** Opening Records for this task block **

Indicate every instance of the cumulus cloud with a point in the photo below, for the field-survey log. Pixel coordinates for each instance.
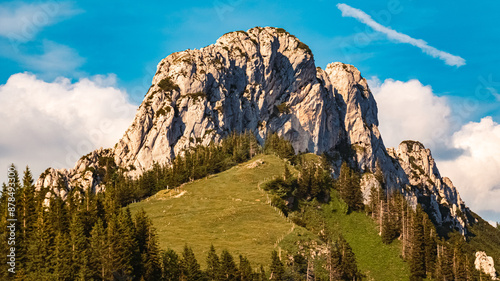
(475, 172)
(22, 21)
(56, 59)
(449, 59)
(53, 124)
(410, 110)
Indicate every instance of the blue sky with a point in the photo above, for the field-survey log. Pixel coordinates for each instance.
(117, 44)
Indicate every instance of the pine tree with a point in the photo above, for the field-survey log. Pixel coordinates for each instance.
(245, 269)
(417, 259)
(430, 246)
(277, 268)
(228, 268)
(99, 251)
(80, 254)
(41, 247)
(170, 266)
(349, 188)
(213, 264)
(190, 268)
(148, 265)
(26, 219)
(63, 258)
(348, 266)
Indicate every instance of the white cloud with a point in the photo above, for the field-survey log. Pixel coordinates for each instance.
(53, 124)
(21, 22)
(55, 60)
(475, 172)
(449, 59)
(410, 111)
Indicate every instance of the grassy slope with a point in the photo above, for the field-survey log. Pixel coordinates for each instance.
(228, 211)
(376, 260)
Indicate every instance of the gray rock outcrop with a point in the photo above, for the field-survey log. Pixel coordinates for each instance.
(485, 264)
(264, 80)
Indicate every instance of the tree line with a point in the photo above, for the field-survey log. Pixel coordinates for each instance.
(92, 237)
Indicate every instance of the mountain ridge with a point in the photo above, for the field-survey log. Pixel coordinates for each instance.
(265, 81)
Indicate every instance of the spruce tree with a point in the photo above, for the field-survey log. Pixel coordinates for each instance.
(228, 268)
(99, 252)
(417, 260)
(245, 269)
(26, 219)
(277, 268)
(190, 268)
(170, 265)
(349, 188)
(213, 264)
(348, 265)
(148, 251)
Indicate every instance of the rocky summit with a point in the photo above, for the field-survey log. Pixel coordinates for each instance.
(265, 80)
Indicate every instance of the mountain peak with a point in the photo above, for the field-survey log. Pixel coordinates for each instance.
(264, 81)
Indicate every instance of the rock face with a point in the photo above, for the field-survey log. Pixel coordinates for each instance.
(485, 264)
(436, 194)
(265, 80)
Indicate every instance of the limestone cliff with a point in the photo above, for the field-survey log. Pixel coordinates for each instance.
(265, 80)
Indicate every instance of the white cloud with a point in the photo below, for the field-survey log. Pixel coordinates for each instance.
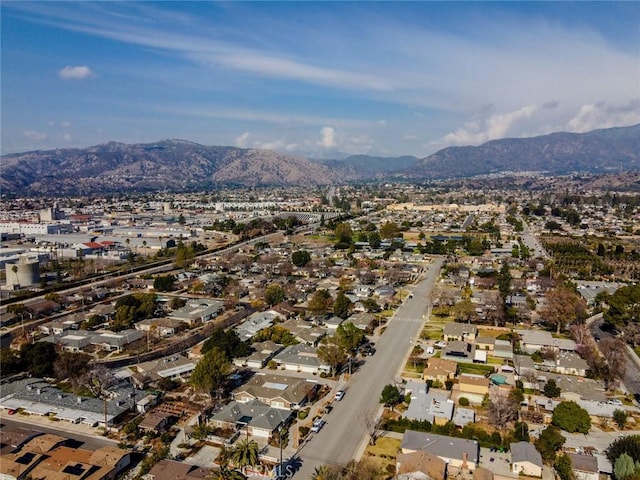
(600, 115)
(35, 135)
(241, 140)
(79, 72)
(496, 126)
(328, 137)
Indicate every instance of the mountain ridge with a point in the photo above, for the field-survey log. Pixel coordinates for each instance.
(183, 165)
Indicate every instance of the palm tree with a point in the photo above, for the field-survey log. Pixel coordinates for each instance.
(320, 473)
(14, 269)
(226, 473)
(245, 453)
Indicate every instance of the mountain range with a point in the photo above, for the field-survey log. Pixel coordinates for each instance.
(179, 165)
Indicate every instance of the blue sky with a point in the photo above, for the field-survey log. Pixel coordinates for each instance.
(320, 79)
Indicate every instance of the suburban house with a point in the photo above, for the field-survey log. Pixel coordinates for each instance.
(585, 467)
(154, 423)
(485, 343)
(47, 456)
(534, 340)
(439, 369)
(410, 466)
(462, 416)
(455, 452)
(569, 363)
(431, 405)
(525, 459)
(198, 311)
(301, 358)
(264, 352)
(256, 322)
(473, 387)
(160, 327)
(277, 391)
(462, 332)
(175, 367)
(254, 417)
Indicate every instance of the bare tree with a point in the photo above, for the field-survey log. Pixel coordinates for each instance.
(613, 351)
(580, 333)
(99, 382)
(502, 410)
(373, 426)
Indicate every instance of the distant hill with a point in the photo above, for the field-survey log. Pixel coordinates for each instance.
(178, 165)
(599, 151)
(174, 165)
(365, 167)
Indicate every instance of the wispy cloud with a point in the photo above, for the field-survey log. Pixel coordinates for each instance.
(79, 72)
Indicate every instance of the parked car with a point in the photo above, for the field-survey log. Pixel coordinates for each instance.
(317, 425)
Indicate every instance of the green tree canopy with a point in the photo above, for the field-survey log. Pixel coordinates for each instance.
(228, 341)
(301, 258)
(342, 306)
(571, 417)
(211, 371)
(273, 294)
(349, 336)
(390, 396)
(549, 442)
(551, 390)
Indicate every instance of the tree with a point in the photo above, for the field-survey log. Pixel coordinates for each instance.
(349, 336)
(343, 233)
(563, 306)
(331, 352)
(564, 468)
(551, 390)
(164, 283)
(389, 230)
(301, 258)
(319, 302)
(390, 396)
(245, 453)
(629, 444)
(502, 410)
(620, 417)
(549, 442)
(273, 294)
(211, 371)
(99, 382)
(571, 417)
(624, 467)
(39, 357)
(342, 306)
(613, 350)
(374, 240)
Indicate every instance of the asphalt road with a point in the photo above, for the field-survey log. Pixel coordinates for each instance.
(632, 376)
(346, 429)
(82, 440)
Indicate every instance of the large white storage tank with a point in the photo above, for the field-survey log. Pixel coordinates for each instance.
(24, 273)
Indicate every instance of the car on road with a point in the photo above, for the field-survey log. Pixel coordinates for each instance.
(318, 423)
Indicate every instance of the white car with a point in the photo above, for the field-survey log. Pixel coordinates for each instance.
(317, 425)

** Closing Records for this task block **

**Your objective**
Write out each entry exactly as given, but skip the pictures.

**Response**
Indicate every instance of the cumulus cloud with a point in the photo below, for the field-survey log. Pixel coordinates for each instance.
(475, 172)
(22, 21)
(56, 59)
(449, 59)
(53, 124)
(410, 110)
Indicate every instance of the blue sky with a point in the photo above, for the field-survey log. Pixel coordinates for each instance.
(117, 44)
Indicate every instance of the pine tree with a point in the photo above, for the field-survey log. Pixel coordinates for each instance.
(245, 269)
(417, 259)
(430, 246)
(277, 268)
(228, 268)
(99, 251)
(80, 254)
(41, 247)
(170, 266)
(349, 188)
(213, 264)
(190, 268)
(148, 265)
(26, 219)
(63, 258)
(348, 266)
Indicate every instance of the white cloud with a point in the photo above, for the field-survey log. Pixel coordinates for each instance.
(53, 124)
(21, 22)
(55, 60)
(475, 172)
(449, 59)
(410, 111)
Indicate every instance of the grassy slope with a point in the photo above, for the field-survey log. Pixel coordinates for each instance.
(228, 211)
(376, 260)
Indicate every instance of the gray rock outcrop with a point in the photo above, for the field-survey log. Pixel coordinates for each instance.
(485, 264)
(264, 80)
Indicate every instance of the tree line with a point in the photo above, for the field-survey log. Pixel coordinates for each instance.
(92, 237)
Indicate every instance of the mountain ridge with a point in the photo above, for the field-survey log. Pixel coordinates for each instance.
(265, 81)
Indicate every instance of the spruce tree with a point in the photo above, for the field-survey log. Pixel coordinates for each instance.
(228, 268)
(99, 252)
(417, 260)
(245, 269)
(26, 219)
(277, 268)
(190, 268)
(170, 265)
(349, 188)
(213, 264)
(348, 265)
(148, 251)
Indicate every instance of the rocky summit with a point in the photo above, for the field-survey log. Pixel coordinates for each instance.
(265, 80)
Indicate every instance of the mountain peak with a point in the photo above, for the field-survey log. Pixel coordinates for each instance.
(264, 81)
Indicate every instance of the rock face with a point in the photo above, for the field-survey log. Pixel coordinates for each instance.
(485, 264)
(436, 194)
(265, 80)
Indicate every instance of the limestone cliff with a point in the photo above, for the field-survey log. Pixel coordinates for each instance.
(265, 80)
Indicate every instance of the white cloud with a point in the photo below, for the field-survey log. Pixel coordinates for each instance.
(600, 115)
(35, 135)
(241, 140)
(79, 72)
(496, 126)
(328, 137)
Indicate every instance of the mountain ridge with a point in the photo above, for the field-survey log. Pixel coordinates for each instance.
(183, 165)
Indicate every instance of the palm tree with a point in the photo above, for the field-survey log. Pixel coordinates for each instance.
(320, 473)
(14, 269)
(226, 473)
(245, 453)
Indicate every instance of the mountain range with a point in the photo above, for the field-survey log. Pixel coordinates for each instance.
(179, 165)
Indicate every instance of the blue sky with a point in the photo above, for the field-survey log. Pixel coordinates for each instance.
(320, 79)
Indicate every instance of the suburban house with a point in the photo above, for the field-survey log. Pixel coordinates for each instance.
(585, 467)
(154, 423)
(485, 343)
(47, 456)
(534, 340)
(439, 369)
(410, 466)
(462, 416)
(455, 452)
(569, 363)
(431, 405)
(525, 459)
(198, 311)
(301, 358)
(264, 352)
(256, 322)
(473, 387)
(160, 327)
(277, 391)
(462, 332)
(175, 367)
(254, 417)
Indicate every instance of the bare tree with a point in the photo above, for the field-survey log. Pixel coordinates for each instance.
(613, 351)
(580, 333)
(99, 382)
(502, 410)
(373, 426)
Indicate every instance of the distant hill with a point in the photo above, for the field-survey log. Pixel coordinates for each instance.
(178, 165)
(599, 151)
(174, 165)
(365, 167)
Indicate every instance of the wispy cloud with a point in the photo above, for the field-survey log. Pixel coordinates for each instance.
(79, 72)
Indicate every instance of the parked car with a point in the photo above, for the field-survey log. Pixel coordinates for each instance.
(317, 425)
Indicate every instance of the green tree canopy with a point in the photo above, for the field-survey log. Pixel coordinates for each instance.
(228, 341)
(301, 258)
(342, 306)
(571, 417)
(211, 371)
(273, 294)
(349, 336)
(390, 396)
(549, 442)
(551, 390)
Indicate every instance of the tree with a point in the photo above, for the field-survey log. Pixel coordinates for each instance.
(349, 336)
(343, 233)
(563, 306)
(331, 352)
(564, 468)
(551, 390)
(164, 283)
(389, 230)
(301, 258)
(319, 302)
(390, 396)
(245, 453)
(629, 444)
(502, 410)
(620, 417)
(549, 442)
(273, 294)
(211, 371)
(99, 382)
(571, 417)
(624, 467)
(39, 357)
(342, 306)
(613, 350)
(374, 240)
Indicate every instance of the asphalt road with a point in the photo above, for the field-survey log. Pixel coordinates for each instance.
(632, 376)
(346, 429)
(82, 440)
Indicate every instance of the large white storage tank with a point in the photo above, for the field-survey log. Pixel coordinates for each instance.
(24, 273)
Indicate every instance of the car on road with a point in the photo above, for the field-survey log. Pixel coordinates for each instance.
(318, 423)
Indicate every instance of the white car with a point in the photo above, for the field-survey log. Pixel coordinates for each instance.
(317, 425)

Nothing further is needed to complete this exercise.